▶ **Passage shown**
######

Lechovitch (Yiddish: לעכוויטש) is a Lithuanian Hasidic dynasty, originating from the city of Lyakhavichy, Belarus, where it was founded by Rabbi Mordechai Jaffe (ca. 1742 - 1810). Lechovitch is a branch of Karlin Hasidism as Rabbi Mordechai Jaffe was a leading disciple of Rabbi Shlomo of Karlin. The Slonim, Koidanov, and Kobrin dynasties derive from Lechovitch Hasidism.

History 
Lechovitch Hasidism was founded in 1772 by Mordechai Jaffe , a disciple of Aharon Perlow of Karlin and Shlomo HaLevi of Karlin . After Shlomo HaLevi's death in 1792, Jaffe succeeded him as rebbe. Following Jaffe's death in 1810 he was succeeded by his son, Noach Jaffe , who was the Lechovitcher rebbe until his death in 1832 after which the community split between the followers of his son-in-law Mordechai Malovitzky and his nephew and student Shlomo Chaim Perlow, who founded the Koidanov Hasidic dynasty. The last Lechovitcher rebbe was Yochanan Malovitzky who was killed in the Holocaust. His uncle, Pinchas Betzalel was the son-in-law of the Slonimer rebbe, Shmuel Weinberg, and established a branch of Lechovitch Hasidism in the United States and was succeeded by his grandson, Yehoshua Malovitzky (1923 - 1987).

Lineage 

Grand Rabbi Mordechai Jaffe (ca. 1742 - 1810), 1st Lechovitcher Rebbe 
Grand Rabbi Noach Jaffe (died 1832), 2nd Lechovitcher Rebbe 
Grand Rabbi Mordechai Malovitzky (maternal grandson of R. Shlomo HaLevi of Karlin), 3rd Lechovitcher Rebbe - son-in-law of R. Noach. 
Grand Rabbi Aharon Malovitzky (died 1851), fourth Lechovitcher Rebbe - grandson-in-law of R. Zev Wolf of Zhitomyr
Grand Rabbi Noach Malovitzky (died 1920), fifth Lechovitcher Rebbe
 Grand Rabbi Yochanan Malovitzky (1902 - 1942), sixth Lechovitcher Rebbe
Grand Rabbi Pinchas Betzalel Malovitzky (1870 - 1948), Slonim-Lechovitcher Rebbe - son-in-law of Grand Rabbi Shmuel Weinberg of Slonim
Rabbi Avraham Aaron Malovitzky (1890 - 1942)
Grand Rabbi Yehoshua Malovitzky (1923 - 1987), Slonim-Lechovitcher Rebbe - son-in-law of Grand Rabbi Yaakov Halberstam, Tshakover Rebbe
Rabbi Shlomo Pinchas Malovitzky (b. 1949), Av Beis Din of Slonim-Monsey.

######

▶ **Information given**
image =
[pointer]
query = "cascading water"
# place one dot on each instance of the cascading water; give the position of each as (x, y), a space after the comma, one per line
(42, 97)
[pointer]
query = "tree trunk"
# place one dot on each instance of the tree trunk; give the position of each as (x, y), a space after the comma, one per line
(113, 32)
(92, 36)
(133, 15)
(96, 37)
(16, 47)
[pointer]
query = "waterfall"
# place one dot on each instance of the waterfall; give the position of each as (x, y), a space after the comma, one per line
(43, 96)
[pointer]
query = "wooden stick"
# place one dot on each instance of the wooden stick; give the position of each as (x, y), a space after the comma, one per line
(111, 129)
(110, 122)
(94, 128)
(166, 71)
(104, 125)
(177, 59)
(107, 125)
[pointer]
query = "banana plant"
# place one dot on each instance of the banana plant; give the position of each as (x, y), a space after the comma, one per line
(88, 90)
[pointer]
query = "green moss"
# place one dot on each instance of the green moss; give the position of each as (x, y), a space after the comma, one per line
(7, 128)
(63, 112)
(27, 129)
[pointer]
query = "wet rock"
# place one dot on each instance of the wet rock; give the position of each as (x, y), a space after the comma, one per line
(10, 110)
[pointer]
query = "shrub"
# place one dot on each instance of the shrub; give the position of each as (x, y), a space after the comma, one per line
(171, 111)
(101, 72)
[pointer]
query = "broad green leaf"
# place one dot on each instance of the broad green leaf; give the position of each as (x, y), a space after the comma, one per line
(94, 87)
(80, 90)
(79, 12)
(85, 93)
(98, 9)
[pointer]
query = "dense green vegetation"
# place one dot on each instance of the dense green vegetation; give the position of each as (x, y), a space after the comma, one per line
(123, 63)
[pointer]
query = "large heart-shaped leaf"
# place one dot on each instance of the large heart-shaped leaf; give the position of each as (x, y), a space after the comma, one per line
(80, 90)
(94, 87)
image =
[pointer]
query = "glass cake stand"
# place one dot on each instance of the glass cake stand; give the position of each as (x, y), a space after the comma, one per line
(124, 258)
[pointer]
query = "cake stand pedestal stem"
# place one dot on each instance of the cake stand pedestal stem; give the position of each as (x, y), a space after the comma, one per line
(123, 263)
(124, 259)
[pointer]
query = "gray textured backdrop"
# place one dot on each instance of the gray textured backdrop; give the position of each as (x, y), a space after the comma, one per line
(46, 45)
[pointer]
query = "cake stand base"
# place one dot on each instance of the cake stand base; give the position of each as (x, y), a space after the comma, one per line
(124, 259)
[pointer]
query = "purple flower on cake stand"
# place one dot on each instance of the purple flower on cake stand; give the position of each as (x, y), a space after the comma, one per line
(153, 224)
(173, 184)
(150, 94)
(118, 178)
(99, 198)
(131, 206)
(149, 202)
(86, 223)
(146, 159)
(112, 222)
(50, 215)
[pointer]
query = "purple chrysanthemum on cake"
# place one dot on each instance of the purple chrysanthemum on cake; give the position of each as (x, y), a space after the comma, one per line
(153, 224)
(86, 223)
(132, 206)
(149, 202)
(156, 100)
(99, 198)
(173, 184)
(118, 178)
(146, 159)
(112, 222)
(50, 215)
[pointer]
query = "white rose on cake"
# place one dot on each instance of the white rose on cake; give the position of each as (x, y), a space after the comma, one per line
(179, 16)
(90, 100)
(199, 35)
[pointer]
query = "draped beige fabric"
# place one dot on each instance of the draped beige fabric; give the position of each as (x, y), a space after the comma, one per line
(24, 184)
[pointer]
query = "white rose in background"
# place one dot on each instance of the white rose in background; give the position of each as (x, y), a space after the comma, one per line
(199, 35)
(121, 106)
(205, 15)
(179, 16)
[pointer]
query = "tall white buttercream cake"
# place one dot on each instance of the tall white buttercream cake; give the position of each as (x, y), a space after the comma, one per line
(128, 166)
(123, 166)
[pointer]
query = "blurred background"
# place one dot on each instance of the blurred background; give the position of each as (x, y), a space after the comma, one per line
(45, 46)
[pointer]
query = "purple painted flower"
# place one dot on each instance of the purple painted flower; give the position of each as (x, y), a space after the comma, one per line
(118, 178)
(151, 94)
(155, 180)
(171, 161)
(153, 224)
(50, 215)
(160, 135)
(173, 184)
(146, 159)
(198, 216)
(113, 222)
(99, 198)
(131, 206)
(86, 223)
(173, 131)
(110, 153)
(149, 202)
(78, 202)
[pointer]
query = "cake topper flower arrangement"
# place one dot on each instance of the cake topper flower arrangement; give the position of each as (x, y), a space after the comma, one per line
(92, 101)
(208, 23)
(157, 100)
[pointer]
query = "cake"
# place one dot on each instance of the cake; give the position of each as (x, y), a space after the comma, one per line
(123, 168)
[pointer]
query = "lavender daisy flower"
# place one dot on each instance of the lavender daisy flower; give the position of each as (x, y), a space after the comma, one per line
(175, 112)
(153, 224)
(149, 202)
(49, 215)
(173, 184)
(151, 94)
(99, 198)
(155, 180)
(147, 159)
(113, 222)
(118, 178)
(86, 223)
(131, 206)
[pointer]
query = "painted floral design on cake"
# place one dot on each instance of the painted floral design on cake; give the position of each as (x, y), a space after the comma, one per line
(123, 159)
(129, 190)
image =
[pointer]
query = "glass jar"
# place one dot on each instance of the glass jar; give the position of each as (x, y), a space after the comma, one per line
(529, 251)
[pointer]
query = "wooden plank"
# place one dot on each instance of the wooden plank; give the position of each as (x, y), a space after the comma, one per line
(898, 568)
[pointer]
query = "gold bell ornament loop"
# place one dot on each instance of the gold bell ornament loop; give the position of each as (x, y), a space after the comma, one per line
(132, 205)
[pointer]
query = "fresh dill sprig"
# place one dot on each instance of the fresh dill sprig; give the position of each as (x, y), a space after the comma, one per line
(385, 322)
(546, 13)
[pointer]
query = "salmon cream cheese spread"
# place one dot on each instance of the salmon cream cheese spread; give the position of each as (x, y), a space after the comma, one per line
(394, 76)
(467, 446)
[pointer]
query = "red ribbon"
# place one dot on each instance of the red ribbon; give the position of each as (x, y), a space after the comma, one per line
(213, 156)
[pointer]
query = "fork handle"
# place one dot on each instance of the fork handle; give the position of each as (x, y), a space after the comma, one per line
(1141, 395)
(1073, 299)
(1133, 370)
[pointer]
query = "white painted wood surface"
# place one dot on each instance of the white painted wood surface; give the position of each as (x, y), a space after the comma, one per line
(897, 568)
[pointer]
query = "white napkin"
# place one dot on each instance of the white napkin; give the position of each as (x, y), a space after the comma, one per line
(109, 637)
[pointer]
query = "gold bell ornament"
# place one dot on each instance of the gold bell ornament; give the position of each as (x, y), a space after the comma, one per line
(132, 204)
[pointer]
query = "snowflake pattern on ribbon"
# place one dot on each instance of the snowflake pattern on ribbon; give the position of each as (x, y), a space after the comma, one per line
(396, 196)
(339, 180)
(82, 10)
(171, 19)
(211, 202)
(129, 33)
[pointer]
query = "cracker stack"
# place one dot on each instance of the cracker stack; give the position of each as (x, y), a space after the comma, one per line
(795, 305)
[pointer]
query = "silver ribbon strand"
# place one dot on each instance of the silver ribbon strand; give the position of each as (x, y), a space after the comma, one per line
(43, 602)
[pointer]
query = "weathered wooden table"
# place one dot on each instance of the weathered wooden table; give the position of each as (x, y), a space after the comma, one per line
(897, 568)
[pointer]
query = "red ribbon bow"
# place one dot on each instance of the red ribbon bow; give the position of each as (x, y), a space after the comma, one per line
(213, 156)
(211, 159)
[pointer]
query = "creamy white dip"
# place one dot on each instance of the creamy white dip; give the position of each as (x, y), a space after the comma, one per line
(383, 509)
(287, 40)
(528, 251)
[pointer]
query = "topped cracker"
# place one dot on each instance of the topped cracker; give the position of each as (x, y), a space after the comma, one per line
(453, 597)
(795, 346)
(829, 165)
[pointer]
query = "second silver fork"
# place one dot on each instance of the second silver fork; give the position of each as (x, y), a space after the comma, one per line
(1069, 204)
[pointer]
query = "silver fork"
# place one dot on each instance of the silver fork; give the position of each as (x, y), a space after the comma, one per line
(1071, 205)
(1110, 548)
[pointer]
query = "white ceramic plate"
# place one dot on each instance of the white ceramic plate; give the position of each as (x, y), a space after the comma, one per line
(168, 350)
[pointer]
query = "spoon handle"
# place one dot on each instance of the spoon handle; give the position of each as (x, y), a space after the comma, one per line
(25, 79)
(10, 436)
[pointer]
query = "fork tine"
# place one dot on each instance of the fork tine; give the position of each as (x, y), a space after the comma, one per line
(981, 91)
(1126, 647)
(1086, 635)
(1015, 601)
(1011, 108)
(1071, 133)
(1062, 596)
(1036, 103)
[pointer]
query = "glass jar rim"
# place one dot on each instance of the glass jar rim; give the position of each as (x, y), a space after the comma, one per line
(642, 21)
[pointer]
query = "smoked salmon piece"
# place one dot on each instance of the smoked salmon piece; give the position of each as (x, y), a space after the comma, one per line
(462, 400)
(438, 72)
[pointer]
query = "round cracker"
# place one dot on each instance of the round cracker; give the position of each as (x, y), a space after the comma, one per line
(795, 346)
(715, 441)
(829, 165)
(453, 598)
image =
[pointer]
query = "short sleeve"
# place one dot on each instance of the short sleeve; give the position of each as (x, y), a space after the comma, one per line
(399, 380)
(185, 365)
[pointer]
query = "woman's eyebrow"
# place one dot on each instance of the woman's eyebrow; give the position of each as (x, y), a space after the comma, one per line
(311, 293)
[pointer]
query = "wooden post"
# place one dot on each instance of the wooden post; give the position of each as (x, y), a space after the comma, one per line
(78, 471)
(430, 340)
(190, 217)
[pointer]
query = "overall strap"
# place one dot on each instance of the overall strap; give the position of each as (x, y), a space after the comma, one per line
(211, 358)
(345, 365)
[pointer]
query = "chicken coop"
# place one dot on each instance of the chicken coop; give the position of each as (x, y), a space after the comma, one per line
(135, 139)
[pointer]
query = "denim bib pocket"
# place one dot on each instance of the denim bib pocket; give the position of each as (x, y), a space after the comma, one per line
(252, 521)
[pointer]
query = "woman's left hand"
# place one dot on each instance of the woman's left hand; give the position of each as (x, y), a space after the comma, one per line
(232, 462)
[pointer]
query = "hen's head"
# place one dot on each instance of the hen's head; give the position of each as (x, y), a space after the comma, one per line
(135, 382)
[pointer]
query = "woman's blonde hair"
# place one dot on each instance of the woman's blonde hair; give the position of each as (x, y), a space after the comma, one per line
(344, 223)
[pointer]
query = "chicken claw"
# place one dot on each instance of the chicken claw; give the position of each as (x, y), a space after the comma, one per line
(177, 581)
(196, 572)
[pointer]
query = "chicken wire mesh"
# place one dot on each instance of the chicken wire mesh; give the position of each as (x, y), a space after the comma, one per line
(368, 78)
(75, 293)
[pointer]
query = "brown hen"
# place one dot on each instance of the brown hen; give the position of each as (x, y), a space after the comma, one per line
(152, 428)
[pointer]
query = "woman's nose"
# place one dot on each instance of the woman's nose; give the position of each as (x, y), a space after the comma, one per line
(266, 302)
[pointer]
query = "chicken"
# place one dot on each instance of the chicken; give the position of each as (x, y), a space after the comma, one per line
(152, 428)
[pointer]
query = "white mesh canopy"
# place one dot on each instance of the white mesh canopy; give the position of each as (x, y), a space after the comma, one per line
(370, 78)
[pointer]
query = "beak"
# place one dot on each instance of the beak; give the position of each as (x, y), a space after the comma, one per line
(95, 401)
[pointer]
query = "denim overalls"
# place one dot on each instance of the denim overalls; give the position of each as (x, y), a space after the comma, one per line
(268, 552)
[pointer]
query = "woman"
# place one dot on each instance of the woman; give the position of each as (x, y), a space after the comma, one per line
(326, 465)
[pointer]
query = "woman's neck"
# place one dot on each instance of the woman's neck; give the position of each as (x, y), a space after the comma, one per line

######

▶ **Request 1**
From the Lechovitch passage, answer each question:
(a) In which city did the dynasty originate?
(b) In what year did Shlomo HaLevi of Karlin die?
(c) Whose son-in-law was Yehoshua Malovitzky?
▶ **Request 2**
Carry the Lechovitch passage forward from its final line.
The material that comes before this point isn't needed here.

▶ **Result 1**
(a) Lyakhavichy, Belarus
(b) 1792
(c) Grand Rabbi Yaakov Halberstam, the Tshakover Rebbe

▶ **Result 2**
Rabbi Chaim Malovicki of Williamsburg (b. 1951)
 Rabbi Aharon Jaffe of Lechovitch (d. 1807) - Son-in-law of Grand Rabbi Asher Perlow of Karlin-Stolin
 Grand Rabbi Solomon Haim Perlow, 1st Koidanover Rebbe - Adopted his mother's maiden name. 
Grand Rabbi Baruch Mordecai Perlow (1818 - 1870), 2nd Koidanover Rebbe 
Grand Rabbi Aaron Perlow (1839 - 1897), 3rd Koidanover Rebbe 
Grand Rabbi Joseph Perlow (1853 - 1915), 4th Koidanover Rebbe 
Grand Rabbi Yaakov Yitzchak  Perlow (1903 - 1919), 5th Koidanover Rebbe
Grand Rabbi Nehemiah Perlow (1860 - 1927), 6th Koidanover Rebbe
Grand Rabbi Shalom Alter Perlow (1904 - 1940), 7th Koidanover Rebbe 
Grand Rabbi Meshullam Zalman Joseph Zilberfarb (1870 - 1944), 8th Koidanover Rebbe - son-in-law of R. Aaron
Grand Rabbi Chanoch Henoch Dov Zilberfarb (1890-1978), 9th Koidanover Rebbe of Tel Aviv 
Grand Rabbi Aharon Zilberfarb (d. 1994), 10th Koidanover Rebbe
Grand Rabbi Yaakov Tzvi Meir Ehrlich, 11th Koidanover Rebbe - Grandson of R. Chanoch Henoch
Grand Rabbi Moshe Aaron Levin (1780 - 1846), Amdurer Rebbe - son-in-law of R. Mordechai
Grand Rabbi Boruch Chaim Levin (1804 - 1867) - son-in-law of Grand Rabbi Moshe Polier of Kobrin.

See also 
 Jaffe family
 Koidanov Hasidic dynasty

References 

Karlin-Stolin (Hasidic dynasty)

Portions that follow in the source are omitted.